## Page
(begin)

Transformation Pipeline
=======================

The encoding generates a transformation pipeline that converts coordinates using the concepts from :ref:`ck_tile_transforms` and :ref:`ck_tile_adaptors`:

..
   Original mermaid diagram (edit here, then run update_diagrams.py)

   .. mermaid::

      flowchart LR
          subgraph "Input Coordinates"
              P["P-coordinates<br/>[warp_id, lane_id]"]
              Y["Y-coordinates<br/>[y0, y1, y2, y3]"]
          end

          subgraph "Transformation Pipeline"
              C1["Combine P+Y"]
              T1["Replicate<br/>Transform<br/>(if R-dims exist)"]
              T2["Unmerge<br/>Transform<br/>(break into H-dims)"]
              T3["Merge<br/>Transform<br/>(combine to X-dims)"]
          end

          subgraph "Output"
              X["X-coordinates<br/>[x0, x1]<br/>Tensor position"]
          end

          P --> C1
          Y --> C1
          C1 --> T1
          T1 --> T2
          T2 --> T3
          T3 --> X

          style P fill:#e3f2fd,stroke:#1976d2,stroke-width:2px
          style Y fill:#fff3e0,stroke:#f57c00,stroke-width:2px
          style X fill:#e8f5e9,stroke:#388e3c,stroke-width:2px


.. image:: diagrams/encoding_internals_2.svg
   :alt: Diagram
   :align: center

Building the Transformation Chain
---------------------------------

.. code-block:: cpp

    template <typename Encoding>
    __host__ __device__ auto make_ps_ys_to_xs_adaptor(const Encoding& encoding)

(end)

## Exercise tasks
(a) In the transformation pipeline page, which transform breaks coordinates into H-dims?
(b) List every transform named in the diagram on the transformation pipeline page, in order.

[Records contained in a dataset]
(begin)

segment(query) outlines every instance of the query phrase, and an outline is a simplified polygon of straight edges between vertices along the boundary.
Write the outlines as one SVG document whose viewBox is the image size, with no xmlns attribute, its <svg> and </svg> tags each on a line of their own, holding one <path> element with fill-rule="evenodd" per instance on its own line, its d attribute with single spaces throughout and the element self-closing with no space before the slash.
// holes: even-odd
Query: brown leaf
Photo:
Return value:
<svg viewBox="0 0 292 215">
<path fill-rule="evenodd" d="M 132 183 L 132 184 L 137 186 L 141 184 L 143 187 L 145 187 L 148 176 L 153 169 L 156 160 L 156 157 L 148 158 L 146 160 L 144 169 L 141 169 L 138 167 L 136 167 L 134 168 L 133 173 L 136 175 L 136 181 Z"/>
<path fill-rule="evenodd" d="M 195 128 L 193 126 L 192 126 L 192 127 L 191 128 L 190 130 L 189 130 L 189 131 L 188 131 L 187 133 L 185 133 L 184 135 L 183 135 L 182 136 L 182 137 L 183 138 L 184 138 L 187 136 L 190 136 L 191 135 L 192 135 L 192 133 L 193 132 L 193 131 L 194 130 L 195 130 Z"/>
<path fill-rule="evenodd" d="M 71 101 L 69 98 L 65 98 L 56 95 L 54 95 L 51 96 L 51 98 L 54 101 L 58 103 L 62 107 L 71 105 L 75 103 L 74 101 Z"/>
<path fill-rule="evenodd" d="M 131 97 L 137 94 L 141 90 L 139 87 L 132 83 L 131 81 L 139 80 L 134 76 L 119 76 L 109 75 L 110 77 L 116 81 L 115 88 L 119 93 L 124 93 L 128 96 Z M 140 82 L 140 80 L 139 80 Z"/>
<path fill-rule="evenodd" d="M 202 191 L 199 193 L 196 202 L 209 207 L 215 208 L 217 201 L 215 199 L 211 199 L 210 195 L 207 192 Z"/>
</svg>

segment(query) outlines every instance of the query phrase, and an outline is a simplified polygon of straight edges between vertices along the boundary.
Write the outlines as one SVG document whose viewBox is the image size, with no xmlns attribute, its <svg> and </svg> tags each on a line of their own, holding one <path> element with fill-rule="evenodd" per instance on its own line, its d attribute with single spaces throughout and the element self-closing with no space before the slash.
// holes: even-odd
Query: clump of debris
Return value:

(end)
(begin)

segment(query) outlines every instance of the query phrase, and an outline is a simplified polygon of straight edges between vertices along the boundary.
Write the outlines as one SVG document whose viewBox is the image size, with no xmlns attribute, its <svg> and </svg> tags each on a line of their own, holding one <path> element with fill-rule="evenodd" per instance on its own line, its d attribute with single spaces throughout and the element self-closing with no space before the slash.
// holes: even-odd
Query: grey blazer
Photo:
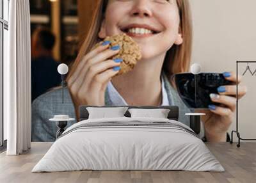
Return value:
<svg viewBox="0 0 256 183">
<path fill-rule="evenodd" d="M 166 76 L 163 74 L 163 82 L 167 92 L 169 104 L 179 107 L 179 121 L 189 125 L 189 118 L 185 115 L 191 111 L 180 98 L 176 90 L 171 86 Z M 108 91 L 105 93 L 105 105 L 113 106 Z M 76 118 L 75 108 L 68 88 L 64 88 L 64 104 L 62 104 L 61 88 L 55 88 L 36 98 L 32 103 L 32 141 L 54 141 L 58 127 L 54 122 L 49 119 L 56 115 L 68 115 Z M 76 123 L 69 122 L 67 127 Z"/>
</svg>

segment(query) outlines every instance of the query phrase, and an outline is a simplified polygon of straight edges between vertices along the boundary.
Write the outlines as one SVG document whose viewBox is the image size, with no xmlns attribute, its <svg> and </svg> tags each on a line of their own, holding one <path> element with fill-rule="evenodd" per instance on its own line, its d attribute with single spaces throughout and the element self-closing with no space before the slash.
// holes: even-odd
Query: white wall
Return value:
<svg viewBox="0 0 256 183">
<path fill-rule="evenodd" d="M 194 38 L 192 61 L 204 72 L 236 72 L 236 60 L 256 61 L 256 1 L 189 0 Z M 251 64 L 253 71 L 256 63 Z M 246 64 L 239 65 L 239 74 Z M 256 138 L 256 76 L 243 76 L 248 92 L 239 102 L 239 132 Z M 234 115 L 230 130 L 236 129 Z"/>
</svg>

(end)
(begin)

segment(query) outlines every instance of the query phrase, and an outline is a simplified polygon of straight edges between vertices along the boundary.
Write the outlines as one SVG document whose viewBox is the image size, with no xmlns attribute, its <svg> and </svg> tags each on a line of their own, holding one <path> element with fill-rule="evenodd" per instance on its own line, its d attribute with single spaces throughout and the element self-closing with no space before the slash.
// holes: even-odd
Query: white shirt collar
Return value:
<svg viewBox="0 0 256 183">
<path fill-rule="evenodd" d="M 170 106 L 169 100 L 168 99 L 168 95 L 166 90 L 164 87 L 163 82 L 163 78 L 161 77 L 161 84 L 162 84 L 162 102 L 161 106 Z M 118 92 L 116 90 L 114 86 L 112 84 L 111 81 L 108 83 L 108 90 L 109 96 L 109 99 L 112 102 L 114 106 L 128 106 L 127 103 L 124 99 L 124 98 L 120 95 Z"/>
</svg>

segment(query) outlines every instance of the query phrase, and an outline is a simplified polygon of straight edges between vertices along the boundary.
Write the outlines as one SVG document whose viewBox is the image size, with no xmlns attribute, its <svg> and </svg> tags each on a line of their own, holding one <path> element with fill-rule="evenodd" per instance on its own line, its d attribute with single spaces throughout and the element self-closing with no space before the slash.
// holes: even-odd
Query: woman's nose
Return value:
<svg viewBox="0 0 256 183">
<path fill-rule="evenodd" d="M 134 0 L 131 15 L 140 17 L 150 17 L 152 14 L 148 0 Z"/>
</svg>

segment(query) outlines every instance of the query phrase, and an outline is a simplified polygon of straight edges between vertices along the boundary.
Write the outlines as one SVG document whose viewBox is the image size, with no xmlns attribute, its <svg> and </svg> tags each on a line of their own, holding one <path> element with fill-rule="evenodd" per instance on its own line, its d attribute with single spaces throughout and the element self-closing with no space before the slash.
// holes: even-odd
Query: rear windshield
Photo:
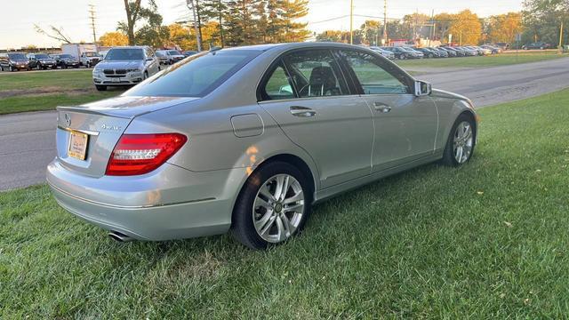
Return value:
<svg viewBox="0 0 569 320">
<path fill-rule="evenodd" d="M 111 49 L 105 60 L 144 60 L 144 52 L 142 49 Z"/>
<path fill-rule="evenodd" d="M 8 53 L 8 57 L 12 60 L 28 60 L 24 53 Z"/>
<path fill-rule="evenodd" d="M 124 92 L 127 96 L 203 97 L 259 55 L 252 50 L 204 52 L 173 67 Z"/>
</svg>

(end)

## Solutions below
(a) The Unmerge transform

(b) Replicate Transform (if R-dims exist), Unmerge Transform (break into H-dims), Merge Transform (combine to X-dims)